- [Aim of the exercise] Skip the images and restate every line of the records exactly.

□ □ □ □

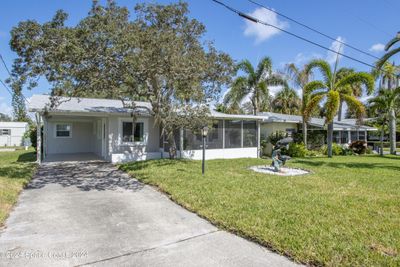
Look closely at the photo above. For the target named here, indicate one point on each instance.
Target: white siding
(18, 130)
(135, 151)
(81, 140)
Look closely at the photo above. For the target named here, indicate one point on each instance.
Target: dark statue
(279, 160)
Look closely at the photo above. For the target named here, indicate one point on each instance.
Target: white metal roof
(13, 124)
(38, 103)
(345, 124)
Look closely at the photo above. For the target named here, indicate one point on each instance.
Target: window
(249, 134)
(63, 130)
(5, 131)
(132, 132)
(233, 134)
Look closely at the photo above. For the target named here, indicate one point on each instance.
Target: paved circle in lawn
(284, 170)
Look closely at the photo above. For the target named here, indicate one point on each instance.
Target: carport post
(38, 138)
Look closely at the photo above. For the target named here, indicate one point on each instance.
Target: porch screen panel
(191, 140)
(233, 134)
(215, 135)
(249, 134)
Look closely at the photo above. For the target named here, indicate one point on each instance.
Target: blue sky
(366, 24)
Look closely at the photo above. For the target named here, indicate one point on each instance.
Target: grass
(16, 169)
(347, 212)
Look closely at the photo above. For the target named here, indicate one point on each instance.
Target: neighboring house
(104, 128)
(12, 133)
(344, 131)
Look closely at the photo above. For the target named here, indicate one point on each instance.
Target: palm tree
(389, 75)
(255, 84)
(331, 90)
(287, 101)
(382, 105)
(300, 77)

□ □ □ □

- [Final answer]
Look closely at the photo above. For the target named here, indicate one point on each instance.
Target: white siding
(18, 130)
(135, 151)
(81, 140)
Look closely at the photo above. For the target named here, indicate one point on each instance.
Target: dark statue
(279, 160)
Look closely at the photo above. For the target named here, indicate one point on each instance.
Target: white metal roof
(13, 124)
(38, 103)
(345, 124)
Look closely at the photo above. For the target named here, indicate one point on each instance.
Target: window
(249, 134)
(63, 130)
(5, 131)
(132, 132)
(233, 134)
Look closely at the photo above. For the target named here, indicate one point on each instance.
Target: paved circle in lawn
(284, 170)
Look closely at the photo above. For the target named here, indicate one point on each instance.
Target: carport post
(38, 138)
Look closely at the photo above. For the target named here, indicate one point on each instance.
Target: porch screen panel
(191, 140)
(233, 134)
(215, 135)
(249, 134)
Look closely at the photo above. For the target named here, indicate one point on each instance.
Target: blue sky
(366, 24)
Look closely at the photo above. For the target named here, indicate one point on each instance.
Target: grass
(16, 169)
(347, 212)
Look closely at the photo above. For the target named here, indicate one point on each instance.
Target: neighboring house
(104, 128)
(12, 133)
(344, 131)
Look closely at the photo above. For the target named here, indicate one point on each instance.
Target: palm tree
(389, 75)
(255, 84)
(331, 90)
(287, 101)
(382, 105)
(300, 77)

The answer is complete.